> _Required action 1_
Decide whether each statement below agrees with the text on Shannon Park. Answer yes or no for each, and quote the deciding words of the text.
(a) Shannon Park was built in the 1950s.
(b) When Shannon Park closed, its remaining residents were moved to Wallis Heights.
(c) The community takes its name from a frigate based in Halifax.
> _Required action 2_
Resume the text on Shannon Park after its last sentence and carry it forward.

**** Text provided

Shannon Park is an urban neighbourhood and former national defence site in the north end of Dartmouth on the eastern shore of Halifax Harbour in the Halifax Regional Municipality (HRM) in Nova Scotia, Canada. It is immediately south of the A. Murray MacKay Bridge in the community of Dartmouth. It straddles Highway 111, a CN Rail freight line, and Halifax Harbour. It is bordered on the south by Tuft's Cove.

==History==
Shannon Park, along with the adjacent former national defence site of Wallis Heights, housed the families of personnel serving with the Royal Canadian Navy. It was built in the 1950s to remedy the shortage of housing which plagued sailors and their families in Halifax during World War Two. The community was named after HMS Shannon, the Halifax-based frigate which won a notable victory in the War of 1812.

With defence cutbacks reducing the number of personnel serving in the navy and expanded housing available on the civilian market, Shannon Park and Wallis Heights were closed in 2004 and remaining residents were moved to military housing at Willow Park.

All buildings have been demolished as of 2018.

Immediately north of the neighbourhood on the Bedford basin adjacent to the MacKay bridge lies the Bedford Institute of Oceanography, a Canadian Coast Guard communication centre, and a Canadian Food Inspection Agency laboratory.

Until the HRM withdrew its bid for the 2014 Commonwealth Games, urban planners envisioned Shannon Park to be used for locating the proposed sports stadium, athletes' village and several additional venues. Disposal of the land is being negotiated between National Defence and the Canada Lands Company crown corporation. Mi'kmaq from the Millbrook Reserve near Truro have applied for a portion of the land. Shannon Park now has a French immersion school.

********
**** Source material

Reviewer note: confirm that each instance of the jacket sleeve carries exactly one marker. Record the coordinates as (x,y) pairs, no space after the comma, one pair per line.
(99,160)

********

> _Answer space 1_
(a) Yes: "It was built in the 1950s"
(b) No: "remaining residents were moved to military housing at Willow Park"
(c) Yes: "The community was named after HMS Shannon, the Halifax-based frigate which won a notable victory in the War of 1812"

> _Answer space 2_
Although unused, Shannon Park remains part of CFB Halifax. The Department of National Defence disposed of Shannon Park in three pieces.

==Present==
In 2014, the Canada Lands Company (CLC) bought approximately 34.8 ha of land, at a cost of $4 million. Also in 2014, the CLC bought 1.89 ha of land that includes an elementary school, at a cost of $313,000.

Another approximately 3.6 ha was transferred to Indigenous Services Canada, to then be transferred to Millbrook First Nation. The Millbrook First Nation has an outstanding land claim on a portion known as Turtle Cove, which was the site of a former Mi'kmaq settlement.

A stadium for the Atlantic Schooners, the proposed Canadian Football League franchise, has been discussed as a location.

As of 16 May 2021, there are plans to develop the 34.8 ha of land to eventually have 3,000 residential units.

==Transportation==
Shannon Park can be reached by Halifax Transit bus route "51 Windmill", which connects to the Bridge Terminal. In the past, route 51 travelled into Shannon Park (via Nootka Avenue), but buses now stop on Windmill Road only.

The municipal government's Rapid Transit Strategy (adopted in 2020) proposes to establish a new ferry route connecting Shannon Park to downtown Halifax.